# WORK REQUEST
Please transcribe the data that follows, keeping every line exact.

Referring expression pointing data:
++++++++++
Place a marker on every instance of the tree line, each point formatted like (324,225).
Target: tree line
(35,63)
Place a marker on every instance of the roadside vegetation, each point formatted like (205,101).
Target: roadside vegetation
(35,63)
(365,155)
++++++++++
# RESPONSE FOR THIS EXERCISE
Place a marker on every instance of the tree line, each point formatted like (324,225).
Target: tree line
(35,63)
Place a marker on every instance of the roadside vegetation, each point formatted like (205,101).
Target: roadside vegetation
(35,63)
(365,155)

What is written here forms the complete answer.